WRITTEN REQUEST: Please transcribe every line of the items below word for word, leaving out the pictures.

Stored entries:
/---

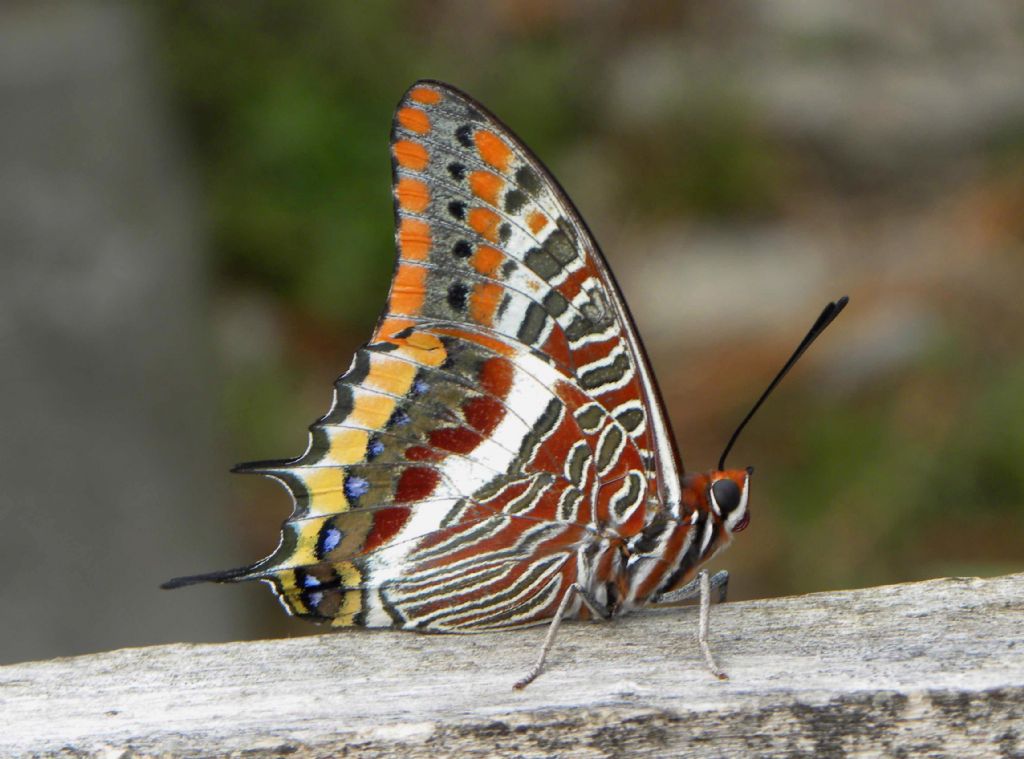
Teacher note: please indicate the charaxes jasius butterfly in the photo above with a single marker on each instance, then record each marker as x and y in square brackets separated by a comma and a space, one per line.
[498, 455]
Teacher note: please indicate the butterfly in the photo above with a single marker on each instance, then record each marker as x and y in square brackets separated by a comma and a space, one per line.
[498, 455]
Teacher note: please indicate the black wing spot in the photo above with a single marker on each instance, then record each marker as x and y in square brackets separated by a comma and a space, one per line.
[457, 209]
[458, 296]
[458, 171]
[526, 178]
[514, 201]
[465, 135]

\---

RESULT FOR THIS TASK:
Teacher note: please indicate the charaxes jasius butterfly in the photo above with a single marker on each instance, then record each marker as x and y in square brackets separated by a comma and a space, one per line.
[498, 455]
Teacher note: please indicate the butterfly in the photo above with a single marker on each instance, then record each marker as x and y in square brackets separated by a comma and a space, one per line.
[498, 455]
Teacher note: please indicate the black wing spot in the photo above with a single marker on each instance, then record each marker as x and y in square brackets separated by a comma and a space, one per line.
[457, 209]
[458, 296]
[458, 171]
[526, 178]
[514, 201]
[465, 135]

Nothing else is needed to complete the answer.